Minimalist PyTorch Example: My First Neural Network

Let’s train the simplest neural network using PyTorch

When you begin studying something complex, like modern deep learning framework, it is usually a good idea to begin with as simple example as possible, play with it, understand it well, and only then proceed to advanced stuff. So when a friend of mine who just started her first deep learning course approached me with questions about the basics of neural networks, I decided to show her a very simple example in PyTorch. I believed I can quickly find something relevant on the Web, but it appears that most of the tutorials, even beginner-level, start with MNIST, ConvNets, some specific PyTorch stuff like DataLoaders, etc. And I wanted something really-really simple. So, I wrote my own.

This post is available as jupyter notebook. You can open it in Google Colab to edit and run the code.

Install PyTorch

That’s easy.

%pip install -U torch
Requirement already satisfied: torch in /Users/user/miniconda3/envs/py3.10/lib/python3.10/site-packages (1.12.0)
Requirement already satisfied: typing-extensions in /Users/user/miniconda3/envs/py3.10/lib/python3.10/site-packages (from torch) (4.0.0)
Note: you may need to restart the kernel to use updated packages.

Do some imports

import torch
import torch.nn as nn
import numpy as np
import matplotlib.pyplot as plt
from matplotlib_inline import backend_inline

torch.manual_seed(2)
np.random.seed(2)

%matplotlib inline
backend_inline.set_matplotlib_formats('svg')

Together with torch, we need numpy to work with arrays and matplotlib.pyplot to draw figures. I set random seeds to make everything reproducible. Magic command %matplotlib inline turns on inline mode: all the figures will be plotted inside of the notebook. I wanna nice SVG figures, so turn on it as a preferred format.

Build neural network

Let’s consider a very simple neural network.

def make_network(n_hidden):
    network = nn.Sequential(nn.Linear(1, n_hidden), 
                          nn.ReLU(), 
                          nn.Linear(n_hidden, 1))
    return network

Here we have a function that builds a network with given number of hidden layers (n_hidden). How is it constructed?

  • nn.Sequential constructs a neural network as a sequence of layers, each layer performs transformation of the data, output of each layer is feeded to the input of the next layer.
  • nn.Linear(1, n_hidden) is a linear (also known as Dense) layer with input dimension 1 and output dimension n_hidden.
  • nn.ReLU() is just a ReLU activation function, applied elementwise. It does not change the dimension of the vector. Recall that $\mathop{\mathrm{ReLU}}(x)=\mathop{\mathrm{max}} (x, 0)$.
  • nn.Linear(n_hidden, 1) is the second linear layer, this time input dimension is n_hidden and output dimension is 1.

Visually, our network looks like this (for n_hidden = 5):

Usually, when people discuss neural networks, each Linear layer is combined with the following ReLU layer and considered as one layer. I prefer to be a bit fine-grained here at this stage. Now let’s use this function, create some network and play with it a little.

━━━━━━━━━━━━━━━━━━━━

• [TASKS TO COMPLETE]
1. In the PyTorch tutorial, what are the input and output dimensions of the second linear layer?
2. From the records below, return every line that contains the word "wooden".

(Location identification entries)
━━━━━━━━━━━━━━━━━━━━

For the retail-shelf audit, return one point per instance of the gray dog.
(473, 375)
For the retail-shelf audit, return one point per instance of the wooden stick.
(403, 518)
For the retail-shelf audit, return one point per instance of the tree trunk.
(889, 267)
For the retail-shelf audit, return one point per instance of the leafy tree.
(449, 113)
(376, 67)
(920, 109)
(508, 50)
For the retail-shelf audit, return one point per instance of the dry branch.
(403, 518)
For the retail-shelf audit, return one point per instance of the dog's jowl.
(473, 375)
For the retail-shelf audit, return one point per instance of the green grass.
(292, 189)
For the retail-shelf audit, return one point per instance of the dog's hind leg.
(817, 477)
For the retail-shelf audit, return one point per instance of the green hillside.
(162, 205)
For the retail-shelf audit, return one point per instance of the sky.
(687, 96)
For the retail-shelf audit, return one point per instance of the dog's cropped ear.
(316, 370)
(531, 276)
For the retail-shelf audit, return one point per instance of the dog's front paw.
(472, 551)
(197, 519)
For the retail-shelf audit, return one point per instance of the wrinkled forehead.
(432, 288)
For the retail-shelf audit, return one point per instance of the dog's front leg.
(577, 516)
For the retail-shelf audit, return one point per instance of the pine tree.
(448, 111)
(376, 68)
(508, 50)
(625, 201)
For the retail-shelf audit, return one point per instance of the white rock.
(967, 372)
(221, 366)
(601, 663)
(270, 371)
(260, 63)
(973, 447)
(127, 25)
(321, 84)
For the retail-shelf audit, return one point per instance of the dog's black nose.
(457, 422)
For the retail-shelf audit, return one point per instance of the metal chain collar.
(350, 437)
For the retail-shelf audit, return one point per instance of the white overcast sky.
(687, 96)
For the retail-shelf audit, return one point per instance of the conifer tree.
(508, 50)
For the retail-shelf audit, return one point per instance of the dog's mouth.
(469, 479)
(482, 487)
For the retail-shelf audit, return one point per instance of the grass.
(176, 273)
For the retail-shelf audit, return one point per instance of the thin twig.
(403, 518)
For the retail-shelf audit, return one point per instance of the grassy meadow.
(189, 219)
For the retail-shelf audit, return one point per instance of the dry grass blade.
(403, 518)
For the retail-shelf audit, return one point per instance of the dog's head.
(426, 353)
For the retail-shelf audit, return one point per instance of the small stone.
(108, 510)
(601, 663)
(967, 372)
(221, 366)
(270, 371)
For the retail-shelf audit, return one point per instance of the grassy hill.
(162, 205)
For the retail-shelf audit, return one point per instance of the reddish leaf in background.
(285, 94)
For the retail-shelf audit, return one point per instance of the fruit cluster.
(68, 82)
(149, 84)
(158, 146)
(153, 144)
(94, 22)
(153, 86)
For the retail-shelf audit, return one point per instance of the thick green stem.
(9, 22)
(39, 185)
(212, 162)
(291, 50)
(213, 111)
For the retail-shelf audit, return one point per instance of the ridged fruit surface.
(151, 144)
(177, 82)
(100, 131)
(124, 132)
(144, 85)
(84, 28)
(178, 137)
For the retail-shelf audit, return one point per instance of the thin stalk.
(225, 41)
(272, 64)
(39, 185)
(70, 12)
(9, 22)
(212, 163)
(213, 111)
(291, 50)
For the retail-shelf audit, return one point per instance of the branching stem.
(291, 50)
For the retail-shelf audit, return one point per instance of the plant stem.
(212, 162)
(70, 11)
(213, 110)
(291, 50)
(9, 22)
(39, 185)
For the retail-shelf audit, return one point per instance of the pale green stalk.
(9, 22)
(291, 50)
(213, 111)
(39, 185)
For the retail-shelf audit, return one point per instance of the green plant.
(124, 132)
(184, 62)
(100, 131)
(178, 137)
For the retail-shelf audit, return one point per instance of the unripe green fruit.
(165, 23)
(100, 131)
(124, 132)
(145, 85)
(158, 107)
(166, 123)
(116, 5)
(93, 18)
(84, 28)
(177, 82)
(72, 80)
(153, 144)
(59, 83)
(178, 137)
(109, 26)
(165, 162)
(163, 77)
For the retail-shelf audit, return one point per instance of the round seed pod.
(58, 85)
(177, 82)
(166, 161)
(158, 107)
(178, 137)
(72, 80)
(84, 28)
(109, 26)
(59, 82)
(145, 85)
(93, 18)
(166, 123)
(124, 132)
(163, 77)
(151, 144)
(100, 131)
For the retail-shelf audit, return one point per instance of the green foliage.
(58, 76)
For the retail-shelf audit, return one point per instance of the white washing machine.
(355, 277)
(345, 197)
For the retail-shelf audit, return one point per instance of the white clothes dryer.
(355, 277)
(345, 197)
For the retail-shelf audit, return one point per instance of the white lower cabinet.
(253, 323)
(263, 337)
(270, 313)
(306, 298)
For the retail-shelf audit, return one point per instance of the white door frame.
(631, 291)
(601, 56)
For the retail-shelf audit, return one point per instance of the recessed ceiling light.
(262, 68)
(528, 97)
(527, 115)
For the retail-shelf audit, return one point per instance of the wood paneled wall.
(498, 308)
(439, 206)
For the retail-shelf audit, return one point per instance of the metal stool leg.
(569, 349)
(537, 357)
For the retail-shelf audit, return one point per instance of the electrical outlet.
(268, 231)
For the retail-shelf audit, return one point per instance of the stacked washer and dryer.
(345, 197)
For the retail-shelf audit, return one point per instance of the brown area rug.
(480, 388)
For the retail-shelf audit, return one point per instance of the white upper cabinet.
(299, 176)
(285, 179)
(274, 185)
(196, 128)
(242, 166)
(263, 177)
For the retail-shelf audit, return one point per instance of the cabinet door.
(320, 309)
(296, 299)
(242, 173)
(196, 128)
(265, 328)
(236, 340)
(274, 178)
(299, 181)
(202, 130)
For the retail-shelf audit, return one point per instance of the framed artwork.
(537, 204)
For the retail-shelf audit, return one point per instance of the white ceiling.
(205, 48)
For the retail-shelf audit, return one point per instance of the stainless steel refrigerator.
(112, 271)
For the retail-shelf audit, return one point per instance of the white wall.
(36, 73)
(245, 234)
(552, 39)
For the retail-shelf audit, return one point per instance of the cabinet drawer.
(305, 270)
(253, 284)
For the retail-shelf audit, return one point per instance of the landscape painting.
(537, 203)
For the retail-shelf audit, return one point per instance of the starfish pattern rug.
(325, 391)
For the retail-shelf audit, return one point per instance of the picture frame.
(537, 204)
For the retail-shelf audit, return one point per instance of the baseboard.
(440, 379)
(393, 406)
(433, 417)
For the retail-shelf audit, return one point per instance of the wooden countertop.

━━━━━━━━━━━━━━━━━━━━

• [RESPONSE LIST]
1. Its input dimension is n_hidden and its output dimension is 1.

2.
For the retail-shelf audit, return one point per instance of the wooden stick.
For the retail-shelf audit, return one point per instance of the wooden countertop.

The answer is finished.